(Object pointing dataset rows)
----
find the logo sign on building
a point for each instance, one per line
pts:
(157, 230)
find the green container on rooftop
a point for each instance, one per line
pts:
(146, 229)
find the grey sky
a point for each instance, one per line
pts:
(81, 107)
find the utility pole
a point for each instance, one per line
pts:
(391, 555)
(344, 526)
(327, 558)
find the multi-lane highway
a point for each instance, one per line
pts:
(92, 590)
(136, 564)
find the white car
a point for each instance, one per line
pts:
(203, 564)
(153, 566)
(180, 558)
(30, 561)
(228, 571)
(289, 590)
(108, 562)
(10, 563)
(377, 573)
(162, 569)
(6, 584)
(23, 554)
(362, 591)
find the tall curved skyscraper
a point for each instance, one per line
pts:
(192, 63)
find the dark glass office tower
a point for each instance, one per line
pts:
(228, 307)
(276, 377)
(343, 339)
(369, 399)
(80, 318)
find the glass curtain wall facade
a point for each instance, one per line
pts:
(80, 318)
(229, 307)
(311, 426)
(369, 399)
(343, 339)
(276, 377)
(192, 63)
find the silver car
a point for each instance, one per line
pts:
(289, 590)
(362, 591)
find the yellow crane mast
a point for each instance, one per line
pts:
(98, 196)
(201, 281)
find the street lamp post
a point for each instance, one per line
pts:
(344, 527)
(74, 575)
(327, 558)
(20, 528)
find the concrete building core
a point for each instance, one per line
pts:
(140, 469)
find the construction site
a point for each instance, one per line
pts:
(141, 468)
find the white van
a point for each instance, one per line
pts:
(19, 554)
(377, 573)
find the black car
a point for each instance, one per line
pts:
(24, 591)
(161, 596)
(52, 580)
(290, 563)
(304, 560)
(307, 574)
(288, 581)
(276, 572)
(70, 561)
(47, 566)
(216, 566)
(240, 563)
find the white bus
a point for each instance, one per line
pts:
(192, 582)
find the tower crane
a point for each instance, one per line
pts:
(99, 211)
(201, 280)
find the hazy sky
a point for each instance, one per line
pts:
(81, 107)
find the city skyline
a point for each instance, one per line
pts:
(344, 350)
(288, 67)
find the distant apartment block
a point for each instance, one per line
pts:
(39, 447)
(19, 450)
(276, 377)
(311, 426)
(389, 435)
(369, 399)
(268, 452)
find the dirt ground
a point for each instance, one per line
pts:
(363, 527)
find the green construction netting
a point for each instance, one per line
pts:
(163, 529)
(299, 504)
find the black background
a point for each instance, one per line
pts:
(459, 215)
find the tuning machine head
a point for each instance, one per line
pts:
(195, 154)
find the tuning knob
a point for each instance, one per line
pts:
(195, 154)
----
# [WHAT THE TASK ASKS]
Retype the records from the line containing "find the tuning knob" through the end of the records, both included.

# [TASK RESPONSE]
find the tuning knob
a point for each instance, one per line
pts:
(195, 154)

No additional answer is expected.